━━━ Data ━━━
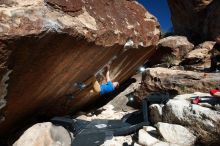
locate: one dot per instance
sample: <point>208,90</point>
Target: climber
<point>107,87</point>
<point>215,57</point>
<point>215,93</point>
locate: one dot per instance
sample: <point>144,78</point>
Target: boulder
<point>176,81</point>
<point>199,58</point>
<point>155,113</point>
<point>176,134</point>
<point>125,101</point>
<point>46,46</point>
<point>203,121</point>
<point>147,139</point>
<point>171,50</point>
<point>198,20</point>
<point>144,138</point>
<point>44,134</point>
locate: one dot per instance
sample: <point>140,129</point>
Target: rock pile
<point>48,45</point>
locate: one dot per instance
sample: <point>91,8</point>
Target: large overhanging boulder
<point>47,46</point>
<point>197,19</point>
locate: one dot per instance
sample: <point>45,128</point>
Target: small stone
<point>176,134</point>
<point>155,113</point>
<point>146,139</point>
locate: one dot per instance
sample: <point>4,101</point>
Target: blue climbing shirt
<point>106,88</point>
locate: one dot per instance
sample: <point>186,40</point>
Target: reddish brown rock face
<point>46,47</point>
<point>196,19</point>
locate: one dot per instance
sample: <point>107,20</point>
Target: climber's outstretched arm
<point>107,74</point>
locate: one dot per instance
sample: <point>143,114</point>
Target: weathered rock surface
<point>199,58</point>
<point>125,100</point>
<point>44,134</point>
<point>203,121</point>
<point>177,81</point>
<point>171,50</point>
<point>176,134</point>
<point>198,19</point>
<point>145,139</point>
<point>47,46</point>
<point>155,113</point>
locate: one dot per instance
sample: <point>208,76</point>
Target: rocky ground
<point>176,123</point>
<point>47,46</point>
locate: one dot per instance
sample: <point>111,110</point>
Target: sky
<point>160,9</point>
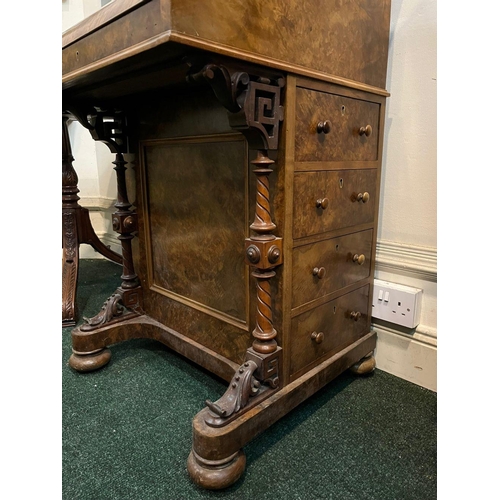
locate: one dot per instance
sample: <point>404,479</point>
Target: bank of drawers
<point>335,200</point>
<point>330,200</point>
<point>328,328</point>
<point>321,268</point>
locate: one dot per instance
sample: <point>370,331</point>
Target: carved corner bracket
<point>254,109</point>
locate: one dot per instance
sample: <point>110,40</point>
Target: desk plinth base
<point>217,461</point>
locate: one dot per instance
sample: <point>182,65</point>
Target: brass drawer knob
<point>322,203</point>
<point>360,259</point>
<point>364,197</point>
<point>366,131</point>
<point>317,337</point>
<point>355,315</point>
<point>320,272</point>
<point>324,127</point>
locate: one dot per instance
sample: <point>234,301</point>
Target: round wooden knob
<point>367,131</point>
<point>322,203</point>
<point>273,254</point>
<point>364,197</point>
<point>324,127</point>
<point>355,315</point>
<point>320,272</point>
<point>317,337</point>
<point>253,254</point>
<point>360,259</point>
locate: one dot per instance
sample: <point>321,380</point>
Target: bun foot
<point>365,365</point>
<point>87,362</point>
<point>216,474</point>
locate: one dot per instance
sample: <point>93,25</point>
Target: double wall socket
<point>399,304</point>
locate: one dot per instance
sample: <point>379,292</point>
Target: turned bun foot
<point>365,365</point>
<point>216,474</point>
<point>87,362</point>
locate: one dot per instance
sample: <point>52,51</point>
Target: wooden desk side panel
<point>345,39</point>
<point>160,122</point>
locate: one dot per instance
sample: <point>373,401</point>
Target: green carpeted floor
<point>127,428</point>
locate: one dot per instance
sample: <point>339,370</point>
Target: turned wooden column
<point>69,230</point>
<point>126,302</point>
<point>76,230</point>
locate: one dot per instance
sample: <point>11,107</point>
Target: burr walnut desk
<point>256,130</point>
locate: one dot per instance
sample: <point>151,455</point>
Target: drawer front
<point>324,267</point>
<point>329,328</point>
<point>324,201</point>
<point>343,138</point>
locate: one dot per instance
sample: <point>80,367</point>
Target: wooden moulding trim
<point>218,443</point>
<point>221,316</point>
<point>320,166</point>
<point>271,62</point>
<point>208,45</point>
<point>140,327</point>
<point>148,44</point>
<point>99,19</point>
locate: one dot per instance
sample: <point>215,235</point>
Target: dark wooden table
<point>256,130</point>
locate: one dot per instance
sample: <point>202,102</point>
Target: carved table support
<point>76,229</point>
<point>126,301</point>
<point>254,109</point>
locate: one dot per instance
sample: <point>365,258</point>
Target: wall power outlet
<point>399,304</point>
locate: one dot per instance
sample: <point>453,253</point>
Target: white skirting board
<point>412,357</point>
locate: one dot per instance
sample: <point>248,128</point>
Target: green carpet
<point>126,428</point>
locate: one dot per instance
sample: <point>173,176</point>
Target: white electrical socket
<point>399,304</point>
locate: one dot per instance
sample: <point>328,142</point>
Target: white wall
<point>407,234</point>
<point>407,247</point>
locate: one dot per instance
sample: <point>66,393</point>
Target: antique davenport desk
<point>255,129</point>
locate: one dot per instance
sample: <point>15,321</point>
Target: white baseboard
<point>412,356</point>
<point>409,260</point>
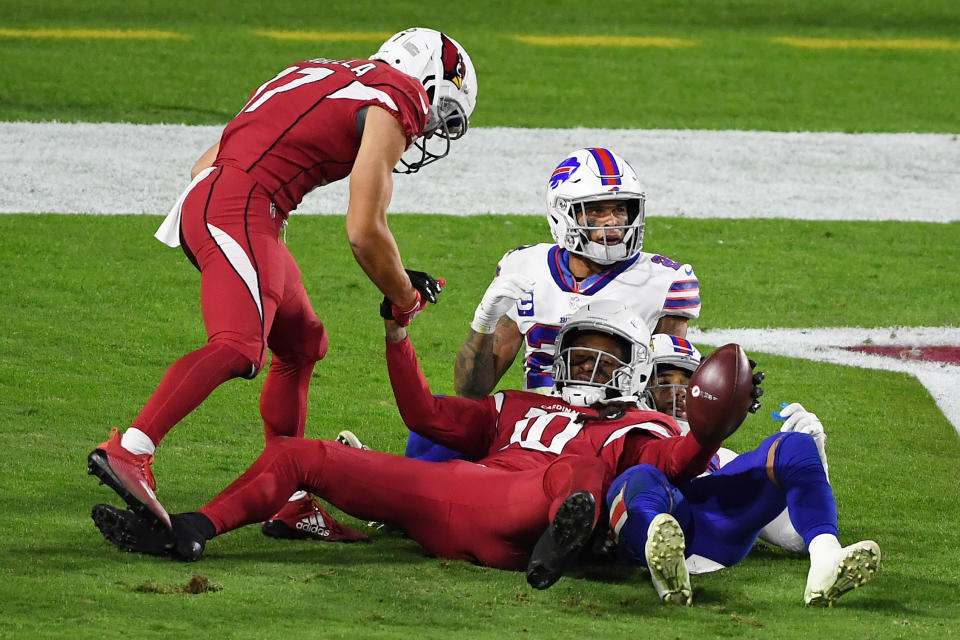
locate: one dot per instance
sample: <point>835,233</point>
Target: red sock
<point>186,384</point>
<point>283,401</point>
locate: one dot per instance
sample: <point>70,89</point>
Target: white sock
<point>137,442</point>
<point>822,547</point>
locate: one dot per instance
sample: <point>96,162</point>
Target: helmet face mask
<point>446,72</point>
<point>614,377</point>
<point>588,176</point>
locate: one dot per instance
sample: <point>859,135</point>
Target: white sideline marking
<point>130,168</point>
<point>824,345</point>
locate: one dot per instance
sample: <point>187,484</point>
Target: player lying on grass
<point>712,521</point>
<point>315,122</point>
<point>530,501</point>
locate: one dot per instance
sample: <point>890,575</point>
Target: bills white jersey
<point>651,285</point>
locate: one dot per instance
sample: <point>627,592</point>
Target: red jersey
<point>298,130</point>
<point>520,430</point>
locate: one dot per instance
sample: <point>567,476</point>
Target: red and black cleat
<point>130,476</point>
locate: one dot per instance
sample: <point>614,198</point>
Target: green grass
<point>735,78</point>
<point>96,309</point>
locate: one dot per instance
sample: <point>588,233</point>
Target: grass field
<point>95,310</point>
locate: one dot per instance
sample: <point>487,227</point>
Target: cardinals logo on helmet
<point>453,68</point>
<point>563,171</point>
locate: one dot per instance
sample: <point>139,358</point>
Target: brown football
<point>719,394</point>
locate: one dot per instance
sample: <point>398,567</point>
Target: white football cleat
<point>849,568</point>
<point>664,552</point>
<point>349,439</point>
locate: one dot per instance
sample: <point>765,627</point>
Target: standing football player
<point>713,521</point>
<point>315,122</point>
<point>531,501</point>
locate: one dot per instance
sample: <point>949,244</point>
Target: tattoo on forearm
<point>475,372</point>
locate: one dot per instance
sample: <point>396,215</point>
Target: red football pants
<point>252,299</point>
<point>455,509</point>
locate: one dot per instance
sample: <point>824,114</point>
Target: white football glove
<point>802,421</point>
<point>503,293</point>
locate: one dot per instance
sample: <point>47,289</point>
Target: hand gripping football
<point>722,390</point>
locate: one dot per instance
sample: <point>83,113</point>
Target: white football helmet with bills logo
<point>447,74</point>
<point>671,352</point>
<point>628,378</point>
<point>591,175</point>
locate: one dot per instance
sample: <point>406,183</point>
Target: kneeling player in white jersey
<point>595,207</point>
<point>712,521</point>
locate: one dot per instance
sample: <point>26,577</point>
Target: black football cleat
<point>563,540</point>
<point>143,534</point>
<point>130,532</point>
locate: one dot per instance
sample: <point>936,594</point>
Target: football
<point>720,394</point>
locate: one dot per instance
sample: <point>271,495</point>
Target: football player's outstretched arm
<point>484,358</point>
<point>494,338</point>
<point>371,187</point>
<point>464,425</point>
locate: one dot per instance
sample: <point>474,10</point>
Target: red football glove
<point>427,290</point>
<point>405,316</point>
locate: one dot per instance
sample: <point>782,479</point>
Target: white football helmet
<point>447,75</point>
<point>591,175</point>
<point>629,377</point>
<point>671,352</point>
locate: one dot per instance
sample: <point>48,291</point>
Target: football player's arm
<point>371,187</point>
<point>673,325</point>
<point>681,458</point>
<point>206,160</point>
<point>485,357</point>
<point>462,424</point>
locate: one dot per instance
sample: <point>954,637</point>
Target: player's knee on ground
<point>234,359</point>
<point>307,344</point>
<point>792,453</point>
<point>634,499</point>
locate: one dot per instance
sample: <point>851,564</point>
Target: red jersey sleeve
<point>680,458</point>
<point>467,426</point>
<point>408,94</point>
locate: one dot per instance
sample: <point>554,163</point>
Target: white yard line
<point>128,168</point>
<point>826,345</point>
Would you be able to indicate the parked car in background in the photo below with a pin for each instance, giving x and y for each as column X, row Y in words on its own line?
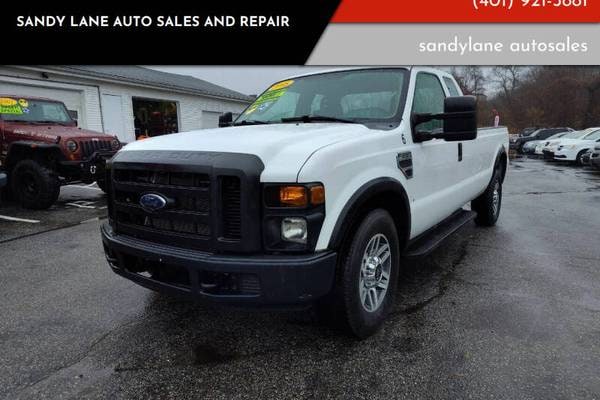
column 586, row 158
column 573, row 149
column 539, row 148
column 595, row 158
column 551, row 146
column 528, row 131
column 42, row 148
column 541, row 134
column 531, row 146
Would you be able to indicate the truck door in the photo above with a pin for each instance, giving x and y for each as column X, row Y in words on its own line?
column 436, row 162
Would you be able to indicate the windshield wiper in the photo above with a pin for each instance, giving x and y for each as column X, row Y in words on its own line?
column 251, row 122
column 317, row 118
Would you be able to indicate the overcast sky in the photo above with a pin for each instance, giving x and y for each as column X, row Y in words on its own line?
column 244, row 79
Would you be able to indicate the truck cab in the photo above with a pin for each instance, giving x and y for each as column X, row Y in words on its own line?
column 42, row 148
column 311, row 197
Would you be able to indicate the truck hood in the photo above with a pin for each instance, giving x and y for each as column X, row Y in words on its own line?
column 51, row 131
column 283, row 148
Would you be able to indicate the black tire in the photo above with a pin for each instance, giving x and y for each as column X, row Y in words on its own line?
column 33, row 185
column 579, row 155
column 344, row 307
column 489, row 203
column 102, row 185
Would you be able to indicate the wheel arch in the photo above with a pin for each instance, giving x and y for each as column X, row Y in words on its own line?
column 502, row 162
column 41, row 152
column 386, row 193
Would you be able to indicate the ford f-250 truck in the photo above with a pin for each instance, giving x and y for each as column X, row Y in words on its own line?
column 42, row 148
column 313, row 195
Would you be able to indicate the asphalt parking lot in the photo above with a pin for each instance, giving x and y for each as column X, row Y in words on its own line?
column 510, row 312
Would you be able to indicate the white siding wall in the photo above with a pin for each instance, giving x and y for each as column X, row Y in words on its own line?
column 191, row 108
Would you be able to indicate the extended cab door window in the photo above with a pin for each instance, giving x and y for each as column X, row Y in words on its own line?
column 429, row 99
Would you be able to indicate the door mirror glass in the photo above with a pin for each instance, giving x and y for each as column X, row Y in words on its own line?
column 459, row 121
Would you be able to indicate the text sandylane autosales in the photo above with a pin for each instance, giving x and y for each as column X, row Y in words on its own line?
column 471, row 45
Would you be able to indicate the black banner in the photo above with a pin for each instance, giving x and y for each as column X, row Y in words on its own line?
column 124, row 32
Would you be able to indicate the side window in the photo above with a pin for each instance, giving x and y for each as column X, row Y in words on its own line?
column 429, row 99
column 451, row 86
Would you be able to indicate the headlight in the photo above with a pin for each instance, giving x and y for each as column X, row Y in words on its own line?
column 72, row 146
column 292, row 216
column 294, row 230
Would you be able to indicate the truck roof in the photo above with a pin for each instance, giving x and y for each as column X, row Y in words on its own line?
column 342, row 69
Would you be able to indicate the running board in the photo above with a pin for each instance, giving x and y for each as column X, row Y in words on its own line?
column 431, row 239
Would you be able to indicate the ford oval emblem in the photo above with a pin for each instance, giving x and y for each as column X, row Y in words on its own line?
column 153, row 202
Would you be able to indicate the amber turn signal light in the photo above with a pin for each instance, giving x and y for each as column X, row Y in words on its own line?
column 294, row 196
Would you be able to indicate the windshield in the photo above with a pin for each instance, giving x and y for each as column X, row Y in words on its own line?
column 576, row 134
column 558, row 135
column 593, row 136
column 361, row 96
column 29, row 110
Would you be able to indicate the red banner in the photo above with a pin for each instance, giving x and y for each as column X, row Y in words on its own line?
column 468, row 11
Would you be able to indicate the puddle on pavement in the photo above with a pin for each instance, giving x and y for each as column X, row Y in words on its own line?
column 206, row 354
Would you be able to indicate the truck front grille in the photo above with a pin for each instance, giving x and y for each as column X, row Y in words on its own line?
column 231, row 197
column 211, row 200
column 89, row 147
column 189, row 219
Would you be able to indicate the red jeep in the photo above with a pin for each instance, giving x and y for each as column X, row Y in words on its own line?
column 41, row 148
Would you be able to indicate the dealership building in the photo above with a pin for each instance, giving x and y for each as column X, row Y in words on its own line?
column 128, row 101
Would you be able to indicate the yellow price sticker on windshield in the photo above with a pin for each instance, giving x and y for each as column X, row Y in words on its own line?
column 281, row 85
column 7, row 102
column 14, row 110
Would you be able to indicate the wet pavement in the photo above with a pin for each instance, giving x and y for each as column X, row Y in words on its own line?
column 510, row 312
column 76, row 204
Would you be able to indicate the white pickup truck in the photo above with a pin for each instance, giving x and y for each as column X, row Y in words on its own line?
column 312, row 196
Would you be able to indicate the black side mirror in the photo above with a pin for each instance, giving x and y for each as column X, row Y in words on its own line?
column 225, row 120
column 460, row 120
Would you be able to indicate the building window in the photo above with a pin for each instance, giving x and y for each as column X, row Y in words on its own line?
column 154, row 117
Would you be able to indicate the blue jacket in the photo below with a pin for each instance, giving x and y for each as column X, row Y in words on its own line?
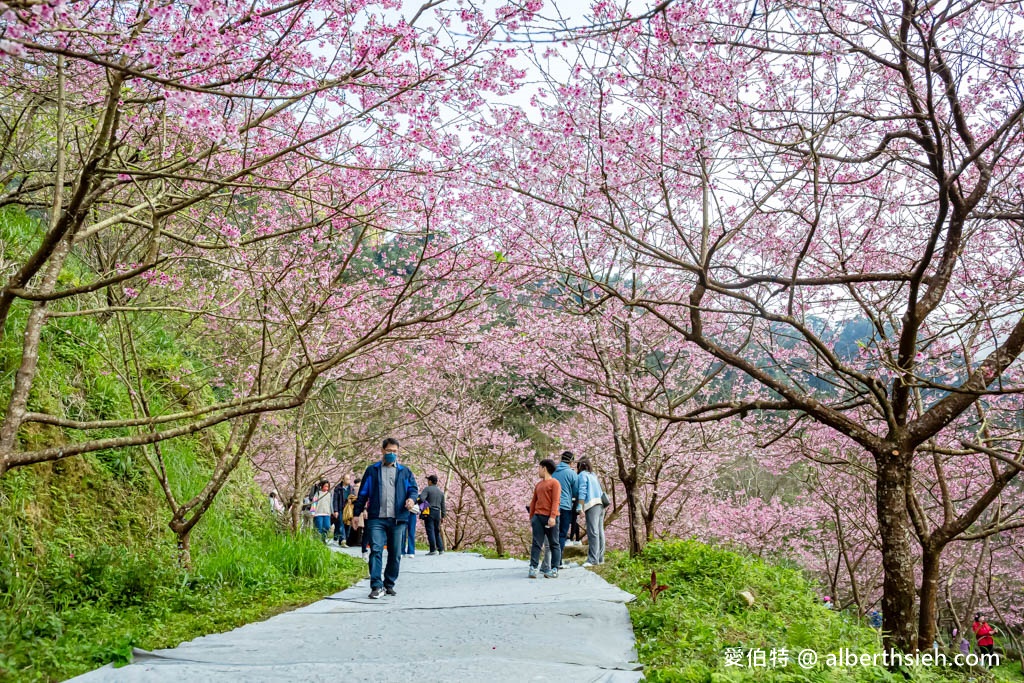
column 570, row 485
column 370, row 492
column 590, row 491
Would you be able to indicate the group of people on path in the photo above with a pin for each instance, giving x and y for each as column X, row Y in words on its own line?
column 380, row 510
column 559, row 496
column 377, row 511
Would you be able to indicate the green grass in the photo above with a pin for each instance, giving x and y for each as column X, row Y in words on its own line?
column 88, row 566
column 683, row 635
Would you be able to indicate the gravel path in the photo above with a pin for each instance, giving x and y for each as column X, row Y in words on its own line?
column 457, row 617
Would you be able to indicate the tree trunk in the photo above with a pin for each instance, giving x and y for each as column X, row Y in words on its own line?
column 897, row 556
column 481, row 499
column 637, row 535
column 184, row 545
column 928, row 620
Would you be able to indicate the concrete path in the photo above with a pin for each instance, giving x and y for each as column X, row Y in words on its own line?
column 457, row 617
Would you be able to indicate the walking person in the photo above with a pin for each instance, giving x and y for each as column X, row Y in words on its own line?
column 983, row 631
column 569, row 483
column 387, row 496
column 322, row 508
column 340, row 499
column 544, row 511
column 592, row 505
column 433, row 515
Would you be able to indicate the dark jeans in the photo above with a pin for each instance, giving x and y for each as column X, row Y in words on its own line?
column 433, row 526
column 565, row 518
column 391, row 532
column 542, row 531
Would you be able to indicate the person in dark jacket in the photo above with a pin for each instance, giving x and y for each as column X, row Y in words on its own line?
column 388, row 494
column 341, row 493
column 434, row 498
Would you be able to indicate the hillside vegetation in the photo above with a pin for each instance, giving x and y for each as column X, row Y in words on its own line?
column 684, row 634
column 88, row 567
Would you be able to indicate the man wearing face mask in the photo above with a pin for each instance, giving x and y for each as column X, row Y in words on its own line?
column 387, row 494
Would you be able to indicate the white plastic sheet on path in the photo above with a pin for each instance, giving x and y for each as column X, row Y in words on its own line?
column 457, row 617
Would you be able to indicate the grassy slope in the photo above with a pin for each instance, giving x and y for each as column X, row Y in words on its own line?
column 87, row 566
column 682, row 635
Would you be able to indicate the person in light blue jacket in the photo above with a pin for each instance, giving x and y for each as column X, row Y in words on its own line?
column 567, row 504
column 591, row 503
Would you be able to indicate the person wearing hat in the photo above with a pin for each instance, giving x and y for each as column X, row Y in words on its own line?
column 567, row 504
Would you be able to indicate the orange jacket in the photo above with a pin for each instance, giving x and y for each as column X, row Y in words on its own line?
column 546, row 497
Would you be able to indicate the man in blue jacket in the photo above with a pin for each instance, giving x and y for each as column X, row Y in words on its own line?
column 387, row 494
column 570, row 494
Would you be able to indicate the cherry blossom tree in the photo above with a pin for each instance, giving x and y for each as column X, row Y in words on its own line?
column 833, row 187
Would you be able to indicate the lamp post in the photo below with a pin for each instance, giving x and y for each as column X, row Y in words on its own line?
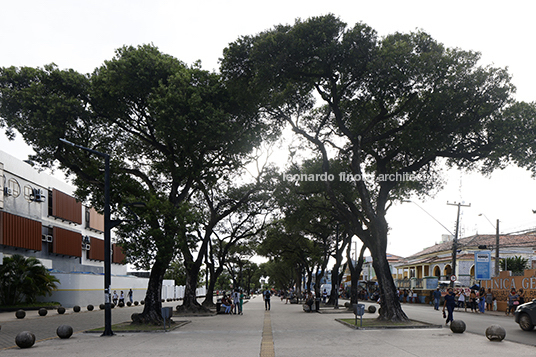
━━━
:: Job ::
Copy the stretch of rows above from the start of the rows through the line containing "<point>215,93</point>", both ends included, keeping every character unchanged. Leave the pictures out.

:: Output of the exercise ::
locate: one dot per instance
sample: <point>208,90</point>
Target: climber
<point>107,87</point>
<point>215,57</point>
<point>215,93</point>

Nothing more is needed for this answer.